Backed into a corner with your kitchen storage? Here are some creative ways to deal with awkward spaces using the Blind Corner.

You may think they are called blind corner cabinets because you reach in them to blindly find items. Although seemingly true, this is not why they got their name.

Simply put, this is essentially a 2-door pantry where a fixed panel replaces one of the doors and represents the blind side of the cabinet. This blind panel then extends through to the wall.


When Would You Use A Blind Corner ?

We all want to maximise storage right? We all want a design that looks balanced. Particularly when we have a tight Galley / U-shape kitchen, we need to consider different solutions to make the space work.

Every kitchen needs storage, and ideally we all want a pantry – somewhere to store every day consumables that we want close to hand.

This can be a challenge in small or tight space.


Client Brief…

The client brief was for an open compact layout centred on the window but which had increased storage and was still functional in layout!

A small u-shaped room in a typical inner city cottage – with a window on the back wall and at only 2600mm wide this is a modest space to build a modern working family kitchen.

Traditionally in Australia, the Corner Pantry has been used as the cornerstone of many kitchens. Boasting large deep shelves they are a great storage option but require both a large footprint in a corner as well as good access in surrounding passageways.

Most Corner Pantries measure 1.0m x 1.0m and so immediately consume a lot of wall space which may not be available in a compact space.

In our case, with a window on the back wall, this is simply not an option we can consider.


What Solutions are there?

A Blind Corner Pantry is a straight cabinet which fits into one side of a kitchen corner. If you imagine it like a two-door cabinet with one of the doors screwed into the carcass so that other cabinets can be placed against it than you get the general idea.

The key point here for any compact space is the different foot print. Rather than the square 1.0m x 1.0m of the traditional corner pantry, the blind corner pantry is a rectangle (0.6m x 1.1m) so the narrow end means we can work around a lot of tight spaces.

This is a simple and affordable option, and is relatively straightforward for any DIYer… While a common criticism is the lack of accessibility in the back of shelves; it proves to be a great solution for so many designs. Think about those bulky items or appliances (perhaps a mix master) which are only used once or twice a year than a back corner is a perfect option.

You will find the void at the rear of the blind corner cabinet (notionally 100mm) pulls the cabinet away from the back wall – while this is designed for ease of installation it coincidentally makes it easier to reach the back shelves.

Design tip: the Blind Corner Pantry gives us the opportunity to cluster tall cabinets against one wall and then contrast this with colour blocking to achieve a subtle but striking colour scheme making a compact design look larger. i.e. try a warm white on wall and floor cabinets and contrast this with a warmer grey or timber tone over the tall cabinets for a contemporary and clean style.


The complete design comes together.

In this design, we have centred the layout around the Blind Corner Pantry and paired this with the Sink Cabinet under the Window. This has allowed us to add plenty of cabinets onto the east wall including a run of overheads.

At first glance, we have achieved the client brief with an open and functional layout!

Using the Blind Corner Pantry has allowed us to shoe this into the corner clear of the window and has still left room on the west wall for a 632mm oven / microwave tower, and a fridge overhead. With space for a 850mm wide fridge no compromises are required here.

**Recorded information**
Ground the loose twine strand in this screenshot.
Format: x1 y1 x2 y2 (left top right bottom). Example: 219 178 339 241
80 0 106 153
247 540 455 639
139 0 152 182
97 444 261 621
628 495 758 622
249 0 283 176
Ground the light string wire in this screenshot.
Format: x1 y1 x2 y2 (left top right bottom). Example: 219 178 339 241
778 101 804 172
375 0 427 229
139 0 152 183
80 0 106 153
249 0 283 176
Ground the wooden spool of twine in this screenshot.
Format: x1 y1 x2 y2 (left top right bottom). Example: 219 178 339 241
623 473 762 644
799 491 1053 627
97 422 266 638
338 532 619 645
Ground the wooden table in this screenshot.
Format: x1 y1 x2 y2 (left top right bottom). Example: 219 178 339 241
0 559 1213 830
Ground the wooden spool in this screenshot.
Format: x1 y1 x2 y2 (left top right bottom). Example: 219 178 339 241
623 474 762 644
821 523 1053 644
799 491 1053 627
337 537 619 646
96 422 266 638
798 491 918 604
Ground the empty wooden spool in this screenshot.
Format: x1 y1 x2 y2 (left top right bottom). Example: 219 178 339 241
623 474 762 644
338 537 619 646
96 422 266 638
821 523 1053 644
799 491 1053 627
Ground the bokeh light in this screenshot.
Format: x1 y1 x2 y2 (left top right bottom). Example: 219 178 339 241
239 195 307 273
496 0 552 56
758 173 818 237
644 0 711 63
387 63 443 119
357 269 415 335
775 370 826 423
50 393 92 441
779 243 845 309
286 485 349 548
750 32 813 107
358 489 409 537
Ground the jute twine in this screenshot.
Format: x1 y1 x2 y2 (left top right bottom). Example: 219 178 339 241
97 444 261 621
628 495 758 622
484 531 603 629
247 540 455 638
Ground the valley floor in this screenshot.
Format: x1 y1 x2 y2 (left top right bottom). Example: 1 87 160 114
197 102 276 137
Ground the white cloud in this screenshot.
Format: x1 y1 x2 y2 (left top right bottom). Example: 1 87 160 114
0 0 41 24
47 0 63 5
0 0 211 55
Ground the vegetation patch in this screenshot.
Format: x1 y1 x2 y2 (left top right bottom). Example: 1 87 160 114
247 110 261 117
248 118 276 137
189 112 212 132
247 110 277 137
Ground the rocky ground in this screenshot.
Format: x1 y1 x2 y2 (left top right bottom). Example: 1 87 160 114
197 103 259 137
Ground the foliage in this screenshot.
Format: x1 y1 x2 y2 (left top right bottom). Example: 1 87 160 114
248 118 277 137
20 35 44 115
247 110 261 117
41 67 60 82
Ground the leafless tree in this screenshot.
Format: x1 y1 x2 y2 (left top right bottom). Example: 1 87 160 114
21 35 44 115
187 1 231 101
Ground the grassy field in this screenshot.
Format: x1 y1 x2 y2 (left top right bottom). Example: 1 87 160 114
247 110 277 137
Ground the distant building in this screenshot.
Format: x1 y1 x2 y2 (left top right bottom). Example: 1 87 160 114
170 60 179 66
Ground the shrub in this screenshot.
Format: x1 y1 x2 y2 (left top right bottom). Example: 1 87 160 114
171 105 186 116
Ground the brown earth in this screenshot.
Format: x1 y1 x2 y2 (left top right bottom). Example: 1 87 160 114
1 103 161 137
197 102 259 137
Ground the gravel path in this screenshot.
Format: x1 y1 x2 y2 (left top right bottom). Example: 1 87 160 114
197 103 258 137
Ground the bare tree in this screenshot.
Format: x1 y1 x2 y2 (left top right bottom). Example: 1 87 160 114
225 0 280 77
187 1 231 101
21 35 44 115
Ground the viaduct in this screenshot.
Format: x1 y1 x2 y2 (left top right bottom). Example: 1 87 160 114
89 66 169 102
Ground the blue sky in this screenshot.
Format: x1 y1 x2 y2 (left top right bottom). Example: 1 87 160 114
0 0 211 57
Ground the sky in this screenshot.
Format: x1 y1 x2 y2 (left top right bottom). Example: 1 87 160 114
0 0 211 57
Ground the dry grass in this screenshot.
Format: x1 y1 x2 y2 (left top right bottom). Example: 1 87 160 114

**Task requirements**
Return, word for word, the stretch of the blind corner pantry article from "Client Brief…" through "Solutions are there?".

**The response**
Client Brief…

The client brief was for an open compact layout centred on the window but which had increased storage and was still functional in layout!

A small u-shaped room in a typical inner city cottage – with a window on the back wall and at only 2600mm wide this is a modest space to build a modern working family kitchen.

Traditionally in Australia, the Corner Pantry has been used as the cornerstone of many kitchens. Boasting large deep shelves they are a great storage option but require both a large footprint in a corner as well as good access in surrounding passageways.

Most Corner Pantries measure 1.0m x 1.0m and so immediately consume a lot of wall space which may not be available in a compact space.

In our case, with a window on the back wall, this is simply not an option we can consider.


What Solutions are there?